Copy every one of the following rows word for word, keeping each line as it stands.

Information supplied —
*-*-*

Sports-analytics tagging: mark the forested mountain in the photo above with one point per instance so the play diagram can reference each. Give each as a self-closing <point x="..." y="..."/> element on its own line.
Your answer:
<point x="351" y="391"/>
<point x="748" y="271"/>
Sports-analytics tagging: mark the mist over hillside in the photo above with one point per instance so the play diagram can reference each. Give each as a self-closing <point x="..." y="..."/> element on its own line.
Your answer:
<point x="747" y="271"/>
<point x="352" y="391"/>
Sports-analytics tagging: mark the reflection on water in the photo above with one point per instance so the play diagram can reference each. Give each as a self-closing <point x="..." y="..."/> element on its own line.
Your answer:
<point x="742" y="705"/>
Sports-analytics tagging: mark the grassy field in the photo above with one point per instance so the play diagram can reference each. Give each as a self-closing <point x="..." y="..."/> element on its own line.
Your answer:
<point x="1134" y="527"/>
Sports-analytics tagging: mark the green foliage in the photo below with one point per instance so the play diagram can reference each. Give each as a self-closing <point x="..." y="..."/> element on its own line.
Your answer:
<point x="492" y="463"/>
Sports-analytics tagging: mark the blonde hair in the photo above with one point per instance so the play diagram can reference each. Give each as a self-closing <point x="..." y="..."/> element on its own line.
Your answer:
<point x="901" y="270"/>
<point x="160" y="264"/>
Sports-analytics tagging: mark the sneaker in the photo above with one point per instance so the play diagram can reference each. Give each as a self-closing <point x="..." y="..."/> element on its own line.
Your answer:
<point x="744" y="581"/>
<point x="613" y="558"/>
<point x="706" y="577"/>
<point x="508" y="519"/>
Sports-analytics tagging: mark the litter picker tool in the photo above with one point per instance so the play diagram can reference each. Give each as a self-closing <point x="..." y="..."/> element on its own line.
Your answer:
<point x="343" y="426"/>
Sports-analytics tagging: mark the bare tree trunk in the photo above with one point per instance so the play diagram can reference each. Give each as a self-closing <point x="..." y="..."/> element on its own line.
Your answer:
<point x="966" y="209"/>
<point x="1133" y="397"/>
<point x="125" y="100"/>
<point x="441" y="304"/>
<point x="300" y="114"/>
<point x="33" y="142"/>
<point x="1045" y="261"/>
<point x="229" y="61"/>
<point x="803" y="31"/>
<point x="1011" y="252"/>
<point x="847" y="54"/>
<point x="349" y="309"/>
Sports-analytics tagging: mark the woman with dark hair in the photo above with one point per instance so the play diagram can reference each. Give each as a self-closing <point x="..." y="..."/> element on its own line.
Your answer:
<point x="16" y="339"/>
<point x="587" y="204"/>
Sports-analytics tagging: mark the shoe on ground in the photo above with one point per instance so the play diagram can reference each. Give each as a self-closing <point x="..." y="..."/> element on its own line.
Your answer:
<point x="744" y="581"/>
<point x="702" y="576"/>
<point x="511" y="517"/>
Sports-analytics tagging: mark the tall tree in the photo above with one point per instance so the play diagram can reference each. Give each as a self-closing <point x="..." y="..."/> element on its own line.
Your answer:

*-*-*

Result of this task —
Sports-analytics tagging: mark the forested mountain in the photo above with one point per instance so the play diagram can reference each. Give each as a self-closing <point x="..." y="..."/> element on its own line.
Your answer:
<point x="351" y="391"/>
<point x="748" y="271"/>
Sports-analytics tagging: mark the mist over hillside in the photo above with one point per instance so the play diagram can reference each. Give each as a self-closing <point x="..." y="..."/> element on its own line.
Your answer:
<point x="747" y="271"/>
<point x="352" y="391"/>
Sports-analytics tagging: mark the reflection on water in the photo above with one point per instance so the play diagram can reference each. Give each as a self-closing <point x="..." y="..."/> element on its own line.
Your answer:
<point x="742" y="705"/>
Sports-analytics tagging: mark the grassy field in the photo above with one point per instance so the play diagram can reference each. Give each as a self-closing <point x="..." y="..."/> element on its own line.
Your answer:
<point x="1134" y="527"/>
Sports-analytics tagging: mark the green foliage in the photo below with one point per instance so the play diagram can reference each. Give each as a self-closing <point x="..." y="..."/> element on its own line.
Your answer:
<point x="492" y="463"/>
Sports-analytics tagging: mark the blonde hair in the photo above with one point per instance so the play diagram can reference each. Give each as a self-closing <point x="..." y="..."/> element on its own line.
Your answer:
<point x="901" y="270"/>
<point x="160" y="264"/>
Sports-analytics tagging: mark the sneaker in the photo above with one point per instance so the play diagram can reference each. Give each as a self-closing <point x="..." y="..."/> element on its own line.
Your answer:
<point x="744" y="581"/>
<point x="613" y="558"/>
<point x="706" y="577"/>
<point x="508" y="519"/>
Sports-analytics tagging: mark the litter picker tool in the photo above with one point per instance so the play diagram can reference each. Give each as a self-closing <point x="..." y="..."/> element on its own line.
Your answer:
<point x="343" y="426"/>
Sports-analytics tagging: mark the bare tree trunk in the photo above with one point per instance so the play diagram can reference each. Give each as a self-closing <point x="..." y="..."/> element on its own line.
Your answer:
<point x="966" y="209"/>
<point x="1133" y="397"/>
<point x="125" y="100"/>
<point x="441" y="304"/>
<point x="300" y="114"/>
<point x="33" y="142"/>
<point x="1045" y="261"/>
<point x="229" y="61"/>
<point x="803" y="31"/>
<point x="1011" y="252"/>
<point x="847" y="54"/>
<point x="349" y="309"/>
Sports-analytics tagging: mark the woman with dark hair in the photo above with one point per instance so the play diagram can reference each. Give each as a self-closing <point x="..." y="..."/> element on its own line.
Your answer:
<point x="16" y="339"/>
<point x="587" y="204"/>
Sports-analytics tagging: mark the shoe on ground in the photo above with one point per instance so the play diagram can reference each. Give each as a self-closing <point x="..." y="..."/> element on its own line.
Your answer:
<point x="744" y="581"/>
<point x="702" y="576"/>
<point x="511" y="517"/>
Sports-analytics tagging: mark the tall tree in the photo above with one point per instance so the play diagram can reference each. Give each as a self-closing <point x="..." y="..."/> element on its own line.
Your answer:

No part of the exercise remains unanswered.